Source document:
^^^^^^^^^^^^^^^^

Land Use: 50% of sites (471) are commercial or office buildings, of which the majority are 1-to 2-story commercial businesses. 12% of sites (112) are parking facilities; 8% of sites (79) are vacant land.
Sites with long term viability: We found 204 sites that are Houses of Worship (HoW) and decided to exclude them from our set of sites due to inherent complexities to joint ventures with HoW developments; however, with deeper investigations, these sites may offer viable opportunities. We recommend utilizing resources from community development intermediaries LISC and Enterprise to connect HoWs to supportive housing developers.
Furthermore, 9% of our sites are public facilities or institutions such as day care centers, health clinics, or community centers. These sites also offer partnership opportunities for development, but can be difficult due to ensuring the original use is not displaced, and therefore would need further analysis to determine immediate viability.
For each district type we conducted massing studies to illustrate the differences in densities and envelope amongst the districts. We tested various mixes utilizing current regulations, including:
- As-of-right supportive housing (no permit needed)
- Senior housing utilizing the AIRS Bonus
- Affordable Housing with Mandatory Inclusionary Housing (MIH)/Voluntary Inclusionary Housing (VIH) density bonus
- Supportive housing with the density allowed via special permit 74-903
We found that:
- Bulk regulations were limiting across the districts.
- While the NPISA Special Permit density was the highest in R5, R6 and R7-2 districts, the AIRS Bonus was more advantageous in R7-1 or R8 districts.
We believe there are several unique and parallel paths to encourage supportive housing development.
First, city agencies should foster new partnerships to better utilize public land. Innovative partnership precedents, such as the NYC H+H or the Vancouver Fire Department partnerships, have proven successful. Our soft-site analysis highlighted publicly-owned, vacant, underutilized sites where city agencies could benefit from mutual redevelopment.
Second, the New York City Department of City Planning should amend zoning to rationalize densities across affordable building types, and right-size regulations controlling height and bulk. The changes in the table below (Table 3) will enable supportive housing development to compete on a more equal footing with other types of affordable and senior developments on privately-owned sites.

^^^^^^^^^^^^^^^^

Tasks to carry out:
- a) In the report on supportive housing sites, how many sites were found to be Houses of Worship?
- b) Carry the report on supportive housing sites forward, starting after its final sentence.
The data records that come next are separate material and have no connection to the report on supportive housing sites.

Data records

^^^^^^^^^^^^^^^^

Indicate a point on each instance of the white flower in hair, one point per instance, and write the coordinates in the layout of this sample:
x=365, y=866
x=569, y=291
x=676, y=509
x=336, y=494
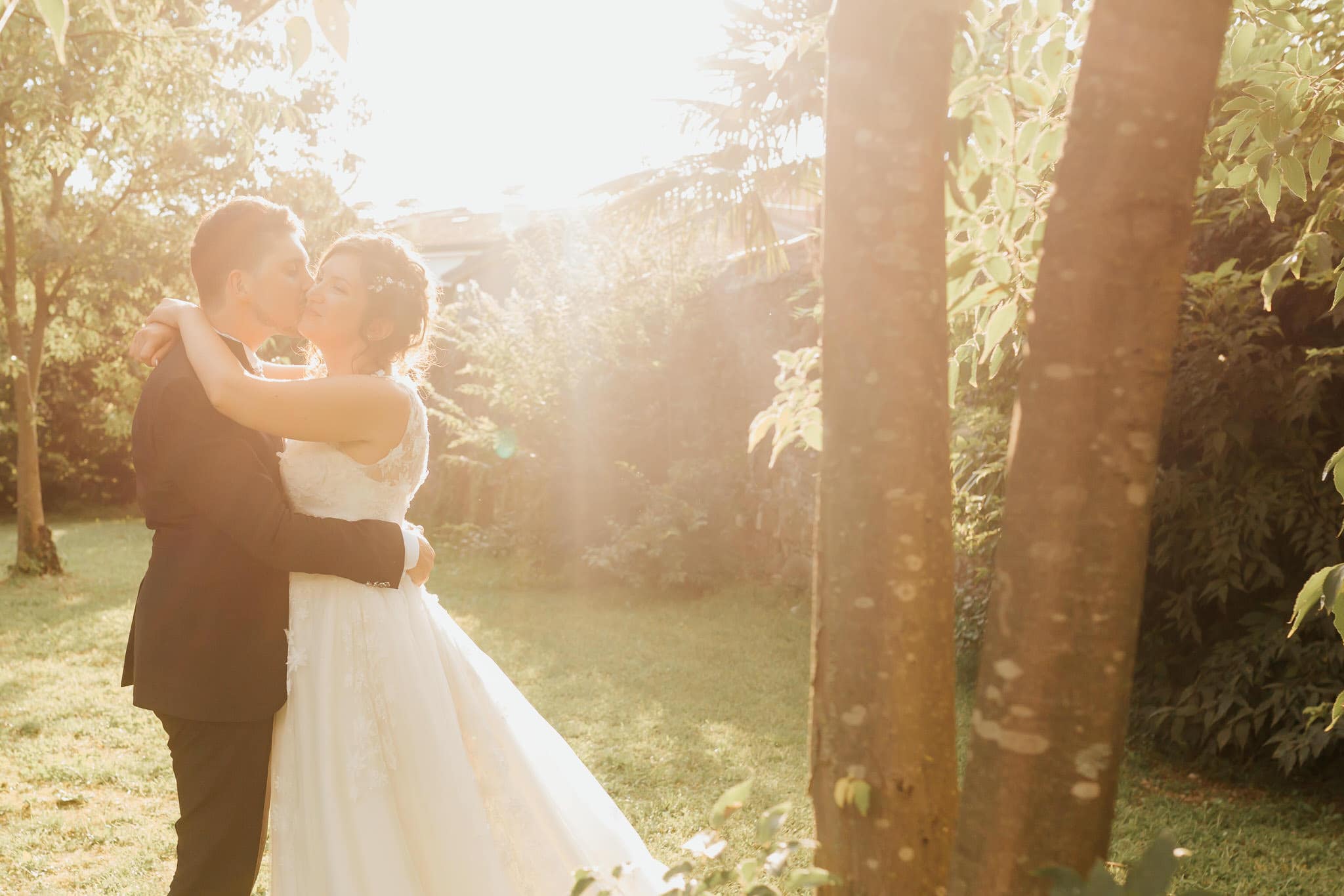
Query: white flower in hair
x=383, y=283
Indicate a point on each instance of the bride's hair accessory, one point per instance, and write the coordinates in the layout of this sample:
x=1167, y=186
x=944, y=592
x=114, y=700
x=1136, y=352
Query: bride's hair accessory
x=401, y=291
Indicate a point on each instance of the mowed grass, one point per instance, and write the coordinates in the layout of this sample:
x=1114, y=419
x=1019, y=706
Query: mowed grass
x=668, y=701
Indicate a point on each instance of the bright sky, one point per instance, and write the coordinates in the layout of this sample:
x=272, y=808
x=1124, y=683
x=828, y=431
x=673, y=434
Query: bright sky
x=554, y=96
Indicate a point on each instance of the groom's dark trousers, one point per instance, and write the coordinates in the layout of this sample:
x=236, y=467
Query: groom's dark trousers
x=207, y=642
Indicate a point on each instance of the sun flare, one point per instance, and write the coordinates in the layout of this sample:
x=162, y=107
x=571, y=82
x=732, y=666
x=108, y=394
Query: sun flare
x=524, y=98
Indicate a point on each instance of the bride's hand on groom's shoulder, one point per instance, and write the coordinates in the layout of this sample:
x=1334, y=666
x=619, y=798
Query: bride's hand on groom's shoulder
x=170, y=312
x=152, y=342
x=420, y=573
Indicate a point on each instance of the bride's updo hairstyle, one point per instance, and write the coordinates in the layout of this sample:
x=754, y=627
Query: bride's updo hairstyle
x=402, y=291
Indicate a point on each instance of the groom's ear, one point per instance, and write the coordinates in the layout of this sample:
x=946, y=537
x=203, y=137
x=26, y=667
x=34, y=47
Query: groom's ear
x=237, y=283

^^^^^^^^^^^^^^^^

Numbered answers:
- a) 204 sites

- b)
Most importantly, we recommend that the Department of City Planning revise the zoning text to apply the FAR allowable via special permit as-of-right. In practice, the permit is frequently granted to supportive housing proposals, but requires a lengthy ULURP process. Since market-rate and other affordable residential projects do not require the special permit or ULURP process, they are advantageous options for developers. Allowing a more equivalent FAR to be applied without a special permit would help supportive housing developments to be more viable options and enable more expeditious development. Table 4 below summarizes the existing and proposed FAR for supportive housing. Similarly, Table 5 summarizes the existing and proposed changes to the zoning text regarding height and bulk for supportive housing.
These recommendations would increase the quantity of supportive housing units and speed of development, providing more housing more quickly for our vulnerable neighbors. When our zoning recommendations are applied to the 952 viable private sites, we find, on average, an increase of 78% more potential supportive housing units.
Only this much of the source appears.